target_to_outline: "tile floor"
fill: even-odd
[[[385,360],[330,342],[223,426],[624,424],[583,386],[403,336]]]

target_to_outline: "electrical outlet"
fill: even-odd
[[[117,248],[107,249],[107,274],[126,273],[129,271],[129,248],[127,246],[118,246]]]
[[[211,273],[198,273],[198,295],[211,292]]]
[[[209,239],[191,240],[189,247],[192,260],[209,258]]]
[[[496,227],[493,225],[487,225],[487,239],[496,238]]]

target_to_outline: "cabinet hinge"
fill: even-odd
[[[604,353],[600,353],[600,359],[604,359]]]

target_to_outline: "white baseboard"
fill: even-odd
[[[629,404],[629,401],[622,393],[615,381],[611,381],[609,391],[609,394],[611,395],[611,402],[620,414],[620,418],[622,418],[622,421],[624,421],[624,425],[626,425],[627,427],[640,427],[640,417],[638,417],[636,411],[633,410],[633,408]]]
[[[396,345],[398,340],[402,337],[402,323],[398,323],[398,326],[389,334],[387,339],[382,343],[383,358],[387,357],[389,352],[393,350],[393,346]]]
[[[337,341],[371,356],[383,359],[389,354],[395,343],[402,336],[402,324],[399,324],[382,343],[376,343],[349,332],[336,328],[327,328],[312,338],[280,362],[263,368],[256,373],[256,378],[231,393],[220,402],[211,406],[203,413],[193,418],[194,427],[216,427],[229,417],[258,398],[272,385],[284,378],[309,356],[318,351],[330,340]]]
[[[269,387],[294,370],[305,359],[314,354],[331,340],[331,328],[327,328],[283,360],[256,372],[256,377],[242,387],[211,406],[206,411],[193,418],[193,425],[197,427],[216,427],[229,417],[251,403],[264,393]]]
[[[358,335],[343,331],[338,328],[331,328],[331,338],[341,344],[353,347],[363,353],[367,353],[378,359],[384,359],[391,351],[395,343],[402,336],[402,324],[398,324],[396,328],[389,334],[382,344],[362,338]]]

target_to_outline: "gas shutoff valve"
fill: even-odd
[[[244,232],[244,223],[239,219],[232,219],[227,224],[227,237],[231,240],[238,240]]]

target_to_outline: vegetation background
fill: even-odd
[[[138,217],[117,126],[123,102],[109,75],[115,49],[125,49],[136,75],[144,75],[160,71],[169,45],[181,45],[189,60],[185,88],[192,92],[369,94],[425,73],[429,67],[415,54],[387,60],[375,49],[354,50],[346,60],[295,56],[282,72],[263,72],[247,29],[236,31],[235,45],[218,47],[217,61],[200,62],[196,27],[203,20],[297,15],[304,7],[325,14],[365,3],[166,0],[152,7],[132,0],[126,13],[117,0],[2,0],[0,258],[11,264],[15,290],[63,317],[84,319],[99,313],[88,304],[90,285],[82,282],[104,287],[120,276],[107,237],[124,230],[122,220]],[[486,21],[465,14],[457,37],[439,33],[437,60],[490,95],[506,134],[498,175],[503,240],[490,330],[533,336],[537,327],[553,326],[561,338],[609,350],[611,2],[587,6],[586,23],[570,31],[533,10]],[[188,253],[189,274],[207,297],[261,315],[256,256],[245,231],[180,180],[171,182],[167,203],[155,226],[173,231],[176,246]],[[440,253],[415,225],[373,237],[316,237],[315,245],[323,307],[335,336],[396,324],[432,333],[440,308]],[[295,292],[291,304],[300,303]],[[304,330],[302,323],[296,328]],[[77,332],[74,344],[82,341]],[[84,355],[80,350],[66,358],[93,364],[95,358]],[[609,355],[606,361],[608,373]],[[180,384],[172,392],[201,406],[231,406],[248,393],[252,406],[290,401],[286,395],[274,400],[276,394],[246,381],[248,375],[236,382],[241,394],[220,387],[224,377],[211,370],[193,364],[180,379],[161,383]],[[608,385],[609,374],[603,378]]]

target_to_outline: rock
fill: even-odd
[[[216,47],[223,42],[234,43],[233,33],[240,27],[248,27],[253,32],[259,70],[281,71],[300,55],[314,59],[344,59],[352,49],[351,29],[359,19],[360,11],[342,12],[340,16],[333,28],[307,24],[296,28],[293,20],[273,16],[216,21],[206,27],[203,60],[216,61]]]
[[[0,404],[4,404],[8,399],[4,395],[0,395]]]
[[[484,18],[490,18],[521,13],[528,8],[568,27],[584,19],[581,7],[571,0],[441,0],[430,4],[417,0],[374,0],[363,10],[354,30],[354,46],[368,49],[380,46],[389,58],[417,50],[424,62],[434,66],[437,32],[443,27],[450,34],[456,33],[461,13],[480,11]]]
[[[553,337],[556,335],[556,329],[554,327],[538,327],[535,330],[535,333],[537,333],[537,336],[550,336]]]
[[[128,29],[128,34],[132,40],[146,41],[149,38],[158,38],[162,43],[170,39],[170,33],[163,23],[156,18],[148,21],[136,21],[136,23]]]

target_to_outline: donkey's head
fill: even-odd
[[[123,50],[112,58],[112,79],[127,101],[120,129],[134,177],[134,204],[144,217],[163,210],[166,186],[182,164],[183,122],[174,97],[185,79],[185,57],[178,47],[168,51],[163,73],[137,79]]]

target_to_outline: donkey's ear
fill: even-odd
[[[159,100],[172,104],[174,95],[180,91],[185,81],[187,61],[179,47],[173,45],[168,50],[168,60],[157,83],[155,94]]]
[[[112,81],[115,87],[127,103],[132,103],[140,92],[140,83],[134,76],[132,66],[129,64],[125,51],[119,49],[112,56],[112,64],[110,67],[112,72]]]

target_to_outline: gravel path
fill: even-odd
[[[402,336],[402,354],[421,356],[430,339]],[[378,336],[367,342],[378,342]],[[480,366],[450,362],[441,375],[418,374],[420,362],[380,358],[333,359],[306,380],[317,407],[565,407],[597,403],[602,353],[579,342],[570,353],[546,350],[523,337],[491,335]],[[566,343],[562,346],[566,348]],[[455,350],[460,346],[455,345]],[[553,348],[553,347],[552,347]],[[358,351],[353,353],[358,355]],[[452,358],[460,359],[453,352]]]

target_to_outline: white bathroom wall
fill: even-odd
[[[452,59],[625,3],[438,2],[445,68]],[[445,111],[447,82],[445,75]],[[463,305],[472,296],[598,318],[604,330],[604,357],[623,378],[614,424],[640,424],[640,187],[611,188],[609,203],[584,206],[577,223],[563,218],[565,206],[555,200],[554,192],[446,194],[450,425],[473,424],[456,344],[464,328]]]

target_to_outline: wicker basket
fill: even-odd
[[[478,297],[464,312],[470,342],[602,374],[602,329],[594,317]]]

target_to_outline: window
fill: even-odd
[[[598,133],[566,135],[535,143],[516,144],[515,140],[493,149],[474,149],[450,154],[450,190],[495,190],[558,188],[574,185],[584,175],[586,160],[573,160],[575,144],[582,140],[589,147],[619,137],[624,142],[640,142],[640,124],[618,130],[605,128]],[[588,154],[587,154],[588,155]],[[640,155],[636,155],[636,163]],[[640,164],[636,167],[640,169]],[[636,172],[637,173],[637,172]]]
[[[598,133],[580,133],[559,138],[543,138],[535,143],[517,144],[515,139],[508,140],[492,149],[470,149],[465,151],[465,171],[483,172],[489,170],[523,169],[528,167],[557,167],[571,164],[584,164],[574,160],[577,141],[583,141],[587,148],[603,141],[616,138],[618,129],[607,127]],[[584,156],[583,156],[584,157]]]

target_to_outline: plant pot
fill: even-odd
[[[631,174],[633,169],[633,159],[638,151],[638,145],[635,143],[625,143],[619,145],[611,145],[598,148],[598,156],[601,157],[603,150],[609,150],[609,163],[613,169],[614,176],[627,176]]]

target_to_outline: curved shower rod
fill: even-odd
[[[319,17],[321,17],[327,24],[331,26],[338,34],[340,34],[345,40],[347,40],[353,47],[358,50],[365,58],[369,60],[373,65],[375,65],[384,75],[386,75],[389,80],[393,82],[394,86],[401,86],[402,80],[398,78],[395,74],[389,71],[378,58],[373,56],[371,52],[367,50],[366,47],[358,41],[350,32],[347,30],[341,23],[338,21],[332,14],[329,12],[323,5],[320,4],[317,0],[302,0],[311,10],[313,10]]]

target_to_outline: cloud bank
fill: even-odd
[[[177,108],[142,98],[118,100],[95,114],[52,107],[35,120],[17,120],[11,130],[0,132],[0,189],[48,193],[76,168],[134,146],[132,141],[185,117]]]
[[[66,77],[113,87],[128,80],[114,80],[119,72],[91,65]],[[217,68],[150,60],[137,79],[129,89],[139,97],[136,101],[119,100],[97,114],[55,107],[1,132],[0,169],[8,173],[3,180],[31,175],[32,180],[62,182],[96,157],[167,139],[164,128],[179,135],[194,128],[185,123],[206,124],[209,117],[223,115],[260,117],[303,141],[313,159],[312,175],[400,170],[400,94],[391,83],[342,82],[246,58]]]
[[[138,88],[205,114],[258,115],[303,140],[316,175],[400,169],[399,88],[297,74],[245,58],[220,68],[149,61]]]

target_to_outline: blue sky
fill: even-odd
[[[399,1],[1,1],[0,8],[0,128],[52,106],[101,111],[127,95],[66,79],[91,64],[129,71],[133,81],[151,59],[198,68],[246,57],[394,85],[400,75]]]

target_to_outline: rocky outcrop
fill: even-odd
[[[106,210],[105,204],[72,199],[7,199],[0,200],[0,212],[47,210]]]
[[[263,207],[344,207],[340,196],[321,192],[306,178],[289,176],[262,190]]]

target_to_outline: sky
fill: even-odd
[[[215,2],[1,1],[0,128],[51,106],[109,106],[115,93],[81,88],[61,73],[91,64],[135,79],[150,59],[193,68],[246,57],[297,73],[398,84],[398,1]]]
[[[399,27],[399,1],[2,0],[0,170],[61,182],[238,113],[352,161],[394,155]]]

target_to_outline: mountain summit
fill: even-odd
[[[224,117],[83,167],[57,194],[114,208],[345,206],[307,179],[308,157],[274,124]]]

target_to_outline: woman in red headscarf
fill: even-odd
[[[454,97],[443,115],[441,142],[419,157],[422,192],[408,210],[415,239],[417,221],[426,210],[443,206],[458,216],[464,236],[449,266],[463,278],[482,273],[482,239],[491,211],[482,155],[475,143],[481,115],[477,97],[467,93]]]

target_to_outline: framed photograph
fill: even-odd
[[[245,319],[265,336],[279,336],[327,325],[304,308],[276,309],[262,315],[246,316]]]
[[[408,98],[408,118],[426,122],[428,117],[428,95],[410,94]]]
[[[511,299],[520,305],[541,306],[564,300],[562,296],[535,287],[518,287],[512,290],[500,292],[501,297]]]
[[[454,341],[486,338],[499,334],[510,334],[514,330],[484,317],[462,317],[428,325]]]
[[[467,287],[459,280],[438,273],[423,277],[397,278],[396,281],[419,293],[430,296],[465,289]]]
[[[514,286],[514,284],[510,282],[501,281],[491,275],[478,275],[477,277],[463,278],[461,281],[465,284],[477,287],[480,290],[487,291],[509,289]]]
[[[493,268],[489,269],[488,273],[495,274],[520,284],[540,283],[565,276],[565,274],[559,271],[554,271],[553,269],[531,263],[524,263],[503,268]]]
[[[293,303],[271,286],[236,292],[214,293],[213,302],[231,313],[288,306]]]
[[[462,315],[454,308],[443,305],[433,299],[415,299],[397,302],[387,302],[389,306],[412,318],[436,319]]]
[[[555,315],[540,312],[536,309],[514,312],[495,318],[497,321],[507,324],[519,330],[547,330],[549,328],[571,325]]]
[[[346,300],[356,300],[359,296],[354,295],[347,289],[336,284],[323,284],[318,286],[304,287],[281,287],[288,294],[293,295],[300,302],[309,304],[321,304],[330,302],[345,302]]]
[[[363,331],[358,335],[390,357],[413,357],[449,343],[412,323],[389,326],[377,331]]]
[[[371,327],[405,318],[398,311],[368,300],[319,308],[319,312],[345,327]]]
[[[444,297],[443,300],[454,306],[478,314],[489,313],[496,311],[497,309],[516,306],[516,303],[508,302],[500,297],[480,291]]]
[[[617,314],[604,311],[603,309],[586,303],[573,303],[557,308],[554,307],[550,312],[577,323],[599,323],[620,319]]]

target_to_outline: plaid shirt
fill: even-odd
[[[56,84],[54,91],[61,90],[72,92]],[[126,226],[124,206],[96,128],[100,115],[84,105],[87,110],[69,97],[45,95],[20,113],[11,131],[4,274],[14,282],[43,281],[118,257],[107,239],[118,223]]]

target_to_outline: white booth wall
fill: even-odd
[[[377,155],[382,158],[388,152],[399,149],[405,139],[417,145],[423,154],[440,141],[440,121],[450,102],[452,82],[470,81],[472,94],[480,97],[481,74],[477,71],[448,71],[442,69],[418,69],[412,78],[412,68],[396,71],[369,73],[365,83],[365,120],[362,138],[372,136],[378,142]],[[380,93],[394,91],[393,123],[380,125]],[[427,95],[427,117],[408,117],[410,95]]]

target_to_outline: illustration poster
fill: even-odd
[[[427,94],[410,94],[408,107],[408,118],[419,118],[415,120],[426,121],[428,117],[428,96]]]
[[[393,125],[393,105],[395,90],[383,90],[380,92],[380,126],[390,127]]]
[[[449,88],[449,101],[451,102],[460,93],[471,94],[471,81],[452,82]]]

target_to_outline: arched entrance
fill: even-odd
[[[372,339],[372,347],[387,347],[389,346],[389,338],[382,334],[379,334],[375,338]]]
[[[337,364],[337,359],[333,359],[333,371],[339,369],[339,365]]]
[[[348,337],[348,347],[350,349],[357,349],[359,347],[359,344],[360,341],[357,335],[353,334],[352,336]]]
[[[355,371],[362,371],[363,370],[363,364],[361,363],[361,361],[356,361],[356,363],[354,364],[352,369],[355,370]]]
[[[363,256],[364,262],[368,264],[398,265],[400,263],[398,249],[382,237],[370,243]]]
★ ★ ★ ★ ★
Problem - Where the listing above reaches the line that contains "target_to_outline: sky", start retyping, and finish with the line that contains "target_to_outline: mountain summit"; reproduce those lines exactly and no others.

Answer box -
target_to_outline: sky
fill: even-odd
[[[215,2],[1,1],[0,128],[51,106],[109,106],[115,93],[81,88],[61,73],[91,64],[135,79],[150,59],[193,68],[246,57],[297,73],[398,84],[398,1]]]
[[[399,27],[399,1],[2,0],[0,170],[61,182],[238,113],[352,161],[394,155]]]

target_to_outline: mountain summit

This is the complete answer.